Exclusive | Michael Bisping: Why the Sean Strickland-Khamzat Chimaev Drama Is Like “Arguing With Your Wife”

Michael Bisping Explains Sean Strickland-Khamzat Chimaev Drama With “Arguing With Your Wife” Comparison

Former UFC middleweight champion Michael Bisping says the post-fight friendliness between Sean Strickland and Khamzat Chimaev was real, even if the build-up looked ugly. In his breakdown after UFC 328, Bisping argued that the pre-fight tension was part emotion, part promotion, and that both men simply shifted once the belt was decided.

Michael Bisping Talks Sean Strickland & Khamzat Chimaev Bad Blood

Bisping pushed back on the idea that the rivalry was just “handbags,” saying anyone who thinks that “has never fought a day in their life.” He said the crowd, the stage and the pressure of a title fight can push fighters into saying things they do not fully mean, then cooling off once the cage door shuts. Speaking in an exclusive interview with LowKick MMA, with the help of the prediction market experts at www.casino.org/us, he said:

“It wasn’t handbags, and anyone that feels that way has never fought a day in their life. That was two guys that at that moment in time despised one another. You’re going to fight in an octagon, the emotions get the better of you, you’re in front of the stage, there’s thousands of people all cheering, and when you say some insulting words and you get a big round of applause, then that encourages you to play into that character even more.”

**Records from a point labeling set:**

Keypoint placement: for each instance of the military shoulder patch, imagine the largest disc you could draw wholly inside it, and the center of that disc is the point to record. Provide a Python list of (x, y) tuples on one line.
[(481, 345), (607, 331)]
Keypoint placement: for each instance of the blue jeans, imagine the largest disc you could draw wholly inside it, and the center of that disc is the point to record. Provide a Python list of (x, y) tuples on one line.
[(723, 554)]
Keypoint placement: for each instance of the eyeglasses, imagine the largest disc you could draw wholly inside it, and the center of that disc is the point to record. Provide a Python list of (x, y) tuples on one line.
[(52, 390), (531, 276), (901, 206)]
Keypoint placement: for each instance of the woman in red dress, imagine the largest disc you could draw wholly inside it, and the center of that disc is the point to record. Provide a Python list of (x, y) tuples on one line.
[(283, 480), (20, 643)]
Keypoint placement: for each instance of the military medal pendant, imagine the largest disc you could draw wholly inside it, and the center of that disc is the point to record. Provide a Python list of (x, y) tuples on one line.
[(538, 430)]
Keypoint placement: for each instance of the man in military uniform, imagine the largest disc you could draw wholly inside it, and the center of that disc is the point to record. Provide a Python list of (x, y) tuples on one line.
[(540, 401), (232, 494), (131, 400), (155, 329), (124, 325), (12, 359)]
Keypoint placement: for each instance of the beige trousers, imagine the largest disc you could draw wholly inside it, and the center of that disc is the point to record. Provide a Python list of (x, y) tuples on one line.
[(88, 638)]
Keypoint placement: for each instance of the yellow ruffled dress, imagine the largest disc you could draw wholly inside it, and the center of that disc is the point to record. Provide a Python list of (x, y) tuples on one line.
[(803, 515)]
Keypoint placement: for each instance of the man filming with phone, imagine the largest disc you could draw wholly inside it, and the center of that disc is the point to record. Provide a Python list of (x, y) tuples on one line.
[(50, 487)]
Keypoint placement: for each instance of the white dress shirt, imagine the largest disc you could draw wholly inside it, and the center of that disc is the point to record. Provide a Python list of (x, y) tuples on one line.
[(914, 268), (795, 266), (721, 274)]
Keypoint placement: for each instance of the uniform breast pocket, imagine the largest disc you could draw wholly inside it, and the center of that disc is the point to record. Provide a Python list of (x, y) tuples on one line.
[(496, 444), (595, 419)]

**Do this:**
Continue the article on Michael Bisping's view of the Strickland-Chimaev rivalry, picking up after its final sentence. The entries have no connection to the article on the Strickland-Chimaev rivalry.

**Answer to this exercise:**
He added that Strickland is “a wild guy” who speaks off the cuff, comparing fight-night trash talk to saying things in a heated argument you later regret.

“Sean Strickland’s a wild guy; he says things off the cuff in the moment. It’s like when you’re arguing with your wife, you say things you don’t mean if you’re in a heated argument. Emotions sometimes get the better of you, and then later on, unless you’re an absolute stubborn fool, you’re like, ‘oh yeah, sorry about that, I don’t know why I said that, I was pissed off, I was angry over that’. You know, it’s the same thing. They went toe to toe for 5 rounds. It was a very close matchup, and realistically, it could have gone either way, but Sean got it.”

Sean Strickland vs. Khamzat Chimaev at UFC 328
NEWARK, NEW JERSEY – MAY 09: Khamzat Chimaev of the United Arab Emirates, (R), punches Sean Strickland of the United States in a middleweight title bout during UFC 328 at the Prudential Center on May 09, 2026 in Newark, New Jersey. (Photo by Ishika Samant/Getty Images)

Bisping said the five-round fight itself explained the mood shift. His view was that the pair went “toe to toe for 5 rounds,” left everything in the Octagon and ended up with mutual respect because neither man could finish the other. The aftermath fit that reading. Strickland beat Chimaev by split decision at UFC 328 in Newark, ending Chimaev’s unbeaten run and reclaiming the middleweight title. Notably, Chimaev later placed the belt around Strickland’s waist, which lined up with the calmer tone after the final horn.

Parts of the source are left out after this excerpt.